### DOKUMENTTEXT
↓↓↓

Auch der Matrose bleibt Objekt der Umstände: In Passivkonstruktionen erfahren wir vom Autor dessen Rettung durch das Meer auf eine Insel und die Aufnahme durch deren Inselbewohner. Jedoch wird der Blick des Lesers jetzt wieder auf den Matrosen fokussiert, da mit der Alliteration: „gefunden, gepflegt und gefeiert…“ (Z47f) erneut der Matrose Mittelpunkt des Geschehens wird. Somit erhält die Erzählung eine Rahmung: Titel und Ausgangssituation auf dem Schiff bringen den Matrosen ins Zentrum der Erzählung und vermitteln im Zusammenhang mit der Darstellung der Handlung und Situationscharakterisierung ein fragwürdiges Bild von eben diesem Matrosen. Eben diese Fragwürdigkeit keimt auch in den Schilderungen um seine Rettung wieder auf: Der Autor lässt es zu, dass der Matrose, der den Tod seiner Mannschaft verschuldet hat, in eine Auseinandersetzung geraten kann mit dem Passierten, mit seinem Verhalten und mit neuen Menschen  auf einer einsamen Insel. Als Weg dieser Auseinandersetzung bietet der Autor jedoch die Flucht des Protagonisten in eine Lügengeschichte an, indem er in komplizierten Parataxen die „Katastrophe als Folge einer Kesselexplosion schilderte“. (Z45) Die sachlich nüchterne Darstellungsart des Schilderns steht jetzt im Gegensatz zur Dramatik des vermeintlichen Geschehens und lässt den aus der „Höhe (Z)usehen(den)“ (Z48) unglaubwürdig erscheinen, zumal die umgangssprachliche Redensart. „wie die Trümmer mit Mann und Maus versanken“ (Z 48f) das vermeintlich Beobachtete banalisieren. Diese mögliche Wertung durch den Leser findet jedoch in der weitern Erzählung keine Entsprechung.

↑↑↑

### AUFGABE
Setze die Analyse der Erzählung über den Matrosen im Anschluss an ihren letzten Satz fort. Das anschließende Material steht für sich und gehört nicht zur Analyse.

Gespeicherte Dateneinträge
↓↓↓

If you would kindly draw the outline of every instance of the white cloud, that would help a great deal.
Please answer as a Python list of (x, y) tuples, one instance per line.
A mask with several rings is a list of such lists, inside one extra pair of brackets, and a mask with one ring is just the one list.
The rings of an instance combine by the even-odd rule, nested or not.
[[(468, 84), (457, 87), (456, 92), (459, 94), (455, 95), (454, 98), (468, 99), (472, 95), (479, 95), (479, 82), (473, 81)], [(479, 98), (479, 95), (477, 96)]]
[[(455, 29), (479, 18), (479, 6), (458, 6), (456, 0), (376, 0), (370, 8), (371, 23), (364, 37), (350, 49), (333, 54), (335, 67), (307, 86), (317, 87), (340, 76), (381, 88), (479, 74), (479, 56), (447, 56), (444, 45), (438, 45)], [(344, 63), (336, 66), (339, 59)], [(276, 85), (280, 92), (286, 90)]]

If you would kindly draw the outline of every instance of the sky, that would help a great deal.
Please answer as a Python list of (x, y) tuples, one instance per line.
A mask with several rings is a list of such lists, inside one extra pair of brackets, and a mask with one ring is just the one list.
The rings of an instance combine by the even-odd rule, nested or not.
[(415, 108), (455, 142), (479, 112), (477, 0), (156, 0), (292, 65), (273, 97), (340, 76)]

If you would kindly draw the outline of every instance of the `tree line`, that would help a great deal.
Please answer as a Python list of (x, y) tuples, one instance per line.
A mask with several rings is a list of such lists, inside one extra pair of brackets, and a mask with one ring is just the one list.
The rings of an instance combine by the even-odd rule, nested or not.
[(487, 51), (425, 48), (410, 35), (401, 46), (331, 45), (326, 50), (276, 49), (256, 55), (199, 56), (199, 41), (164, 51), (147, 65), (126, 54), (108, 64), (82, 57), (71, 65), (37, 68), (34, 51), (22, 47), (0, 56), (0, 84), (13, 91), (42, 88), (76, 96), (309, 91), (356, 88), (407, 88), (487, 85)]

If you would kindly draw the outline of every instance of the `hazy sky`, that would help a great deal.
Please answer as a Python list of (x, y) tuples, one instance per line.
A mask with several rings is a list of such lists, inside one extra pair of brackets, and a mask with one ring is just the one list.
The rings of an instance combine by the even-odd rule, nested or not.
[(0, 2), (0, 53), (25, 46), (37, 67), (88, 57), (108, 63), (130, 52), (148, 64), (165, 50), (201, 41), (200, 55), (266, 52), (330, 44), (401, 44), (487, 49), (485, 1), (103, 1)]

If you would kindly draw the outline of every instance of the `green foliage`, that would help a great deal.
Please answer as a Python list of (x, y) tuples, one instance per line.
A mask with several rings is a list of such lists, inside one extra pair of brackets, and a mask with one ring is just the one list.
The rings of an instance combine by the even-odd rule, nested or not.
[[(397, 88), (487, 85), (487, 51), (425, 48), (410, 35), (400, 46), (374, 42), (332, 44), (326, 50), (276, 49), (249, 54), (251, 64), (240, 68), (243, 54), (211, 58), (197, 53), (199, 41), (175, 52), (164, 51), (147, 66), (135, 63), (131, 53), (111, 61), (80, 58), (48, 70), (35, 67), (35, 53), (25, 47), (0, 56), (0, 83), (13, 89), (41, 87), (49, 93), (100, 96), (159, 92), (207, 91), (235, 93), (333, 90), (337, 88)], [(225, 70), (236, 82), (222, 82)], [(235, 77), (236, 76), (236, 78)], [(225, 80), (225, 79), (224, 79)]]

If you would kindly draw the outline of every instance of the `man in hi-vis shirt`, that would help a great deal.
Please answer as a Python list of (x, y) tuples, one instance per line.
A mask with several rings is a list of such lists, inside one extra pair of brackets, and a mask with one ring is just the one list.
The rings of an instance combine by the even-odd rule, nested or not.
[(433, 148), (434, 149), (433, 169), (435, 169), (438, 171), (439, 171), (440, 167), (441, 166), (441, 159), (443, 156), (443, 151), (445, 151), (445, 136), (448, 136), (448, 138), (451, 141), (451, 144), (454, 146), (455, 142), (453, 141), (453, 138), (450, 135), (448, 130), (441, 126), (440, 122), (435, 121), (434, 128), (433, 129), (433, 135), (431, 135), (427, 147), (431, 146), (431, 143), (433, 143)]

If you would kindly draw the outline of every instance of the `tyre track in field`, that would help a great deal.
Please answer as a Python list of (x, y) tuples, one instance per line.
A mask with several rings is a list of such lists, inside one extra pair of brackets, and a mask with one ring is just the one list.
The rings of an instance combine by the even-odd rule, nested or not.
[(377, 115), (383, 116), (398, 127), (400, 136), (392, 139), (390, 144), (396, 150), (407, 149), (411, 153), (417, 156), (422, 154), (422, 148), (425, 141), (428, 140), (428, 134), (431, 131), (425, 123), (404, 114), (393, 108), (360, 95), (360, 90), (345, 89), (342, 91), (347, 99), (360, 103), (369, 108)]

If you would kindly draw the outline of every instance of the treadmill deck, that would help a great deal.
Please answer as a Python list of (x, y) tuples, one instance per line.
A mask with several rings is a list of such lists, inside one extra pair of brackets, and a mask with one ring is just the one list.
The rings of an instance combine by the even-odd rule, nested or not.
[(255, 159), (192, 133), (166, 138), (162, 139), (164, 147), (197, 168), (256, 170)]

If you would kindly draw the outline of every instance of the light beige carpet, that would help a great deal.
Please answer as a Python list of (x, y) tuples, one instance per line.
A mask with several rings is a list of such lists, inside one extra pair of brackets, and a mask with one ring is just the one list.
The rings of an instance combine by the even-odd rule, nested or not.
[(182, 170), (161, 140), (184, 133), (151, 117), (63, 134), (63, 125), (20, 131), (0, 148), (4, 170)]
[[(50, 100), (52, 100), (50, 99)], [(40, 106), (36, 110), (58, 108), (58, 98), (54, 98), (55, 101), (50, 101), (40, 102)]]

↑↑↑

### ANTWORTFELD
Mit der Wiederholung: „der einzig Überlebende“ (Z 43 / 51) fixiert der Autor den Lesenden auf den Matrosen und gestaltet nun diesen Weg der Auseinadersetzung mit seiner Vergangenheit einseitig: „Von dieser Geschichte konnte der einzig Überlebende trefflich leben;“ (Z 50f) Die bewusst handelnden Menschen treten zurück. „Mitleid und das Hochgefühl, einen seines Schicksals zu erkennen, ernährten ihn.“ (Z 52f) Die Zeilen konzentrieren sich auf die Darstellung der Umstände, die den Matrosen mit Verwendung in der Passivkonstruktion „trefflich leben“ ließen und ihn „ernährten“ (ebd.)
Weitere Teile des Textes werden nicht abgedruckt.